_Angezeigter Text_:

_ _ _ _

Shultz trifft Schewardnadse

■ Gestern begann der sowjetisch–amerikanische Außenminister–Gipfel in Washington / Weiter Streit um Mittelstreckenraketen: Zerstören oder einlagern?

Aus Washington Stefan Schaaf

Den Weg zu einem Vertrag über europäische Mittel– und Kurzstreckenwaffen und zu einem dritten Gipfeltreffen zwischen Präsident Reagan und dem sowjetischen Parteichef Gorbatschow freimachen wollen die Außenminister der beiden Supermächte bei ihrem Treffen in Washington. Beide Seiten bekräftigten gestern ihren Optimismus, dieses Ziel erreichen zu können, auch wenn um das Kleingedruckte in dem INF– Abkommen noch gestritten wird. Immer noch nicht geklärt ist unter anderem, ob die sowjetische Seite bereits mit der bundesdeutschen Zusicherung zufriedengestellt ist, die veralteten Pershing 1A– Raketen zwar mittelfristig zu verschrotten, sie jedoch aus dem Abrüstungsvertrag auszuklammern. Umstritten ist gleichfalls, in welcher Weise die aus Europa abzuziehenden Atomraketen zu zerstören seien. Während die Sowjetunion verlangt, daß von den Kriegsmaschinen und den atomaren Sprengköpfen nichts als wertloser Schrott übrigbleiben dürfe, ist man in den USA auf ein teilweises Recycling erpicht. Besonders weit will dabei Verteidigungsminister Weinberger gehen, der die Raketen einlagern und später evtl. konventionell bewaffnen möchte. Zumindest hätte er einige der Pershings gern als Testgeschosse für das SDI–Versuchsprogramm behalten. Hierin wurde er jedoch, vor allem von Reagan, überstimmt. Fortsetzung auf Seite 2 Präsident Reagan rühmte sich am Montag, daß der am gleichen Tag von den USA in Genf unterbreitete Vertragsentwurf für ein INF–Abkommen die strengsten Kontrollvorschriften in der Geschichte enthalte. Doch noch im letzten Monat hatten die USA wesentlich strengere Verifizierungsregeln gefordert, so etwa die Möglichkeit, Rüstungsunternehmen in der Sowjetunion praktisch ohne Voranmeldung inspizieren zu können. Wie es heißt, ist Druck aus dem Pentagon und der US–Rüstungslobby daran schuld, daß die Forderungen zurückgenommen wurden - denn die Perspektive sowjetischer Kontrolleure in den US–Waffenschmieden hatte einigen Militärs schlaflose Nächte bereitet. Am Dienstag mittag soll außerdem ein sowjetisch–amerikanisches Abkommen über ein Warnsystem in Krisenzeiten, das die Möglichkeit eines (versehentlich) entfesselten Atomkrieges verringern soll, mit den Initialen der Außenminister versehen werden.

_ _ _ _

_Einträge aus einem Datensatz_:
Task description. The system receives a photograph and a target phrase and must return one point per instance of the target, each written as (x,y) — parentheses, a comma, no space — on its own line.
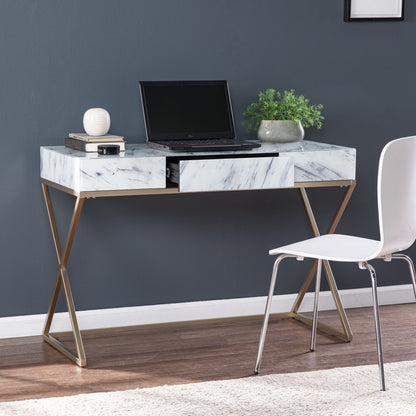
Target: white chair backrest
(397,195)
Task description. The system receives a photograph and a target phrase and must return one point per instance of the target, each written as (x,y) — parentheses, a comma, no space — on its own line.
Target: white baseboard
(28,325)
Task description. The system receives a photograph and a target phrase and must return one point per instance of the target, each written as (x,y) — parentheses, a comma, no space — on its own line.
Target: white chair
(396,189)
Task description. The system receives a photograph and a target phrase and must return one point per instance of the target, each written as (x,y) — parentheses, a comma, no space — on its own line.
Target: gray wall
(59,58)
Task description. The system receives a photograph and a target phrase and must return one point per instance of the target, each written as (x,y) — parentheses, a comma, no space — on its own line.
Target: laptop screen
(187,110)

_ _ _ _

_Aufgabe 1_:
Wer wurde laut dem Bericht über das Außenministertreffen in Washington mit seinem Wunsch, einige Pershings als Testgeschosse zu behalten, vor allem von Reagan überstimmt?
_Aufgabe 2_:
Geben Sie aus dem Bericht über das Außenministertreffen alles von „Shultz trifft Schewardnadse“ bis hinunter zu „Zerstören oder einlagern?“ erneut wieder und ersetzen Sie dabei „Shultz“ durch „George Shultz“.

_Lösung 1_:
Verteidigungsminister Weinberger.

_Lösung 2_:
George Shultz trifft Schewardnadse

■ Gestern begann der sowjetisch–amerikanische Außenminister–Gipfel in Washington / Weiter Streit um Mittelstreckenraketen: Zerstören oder einlagern?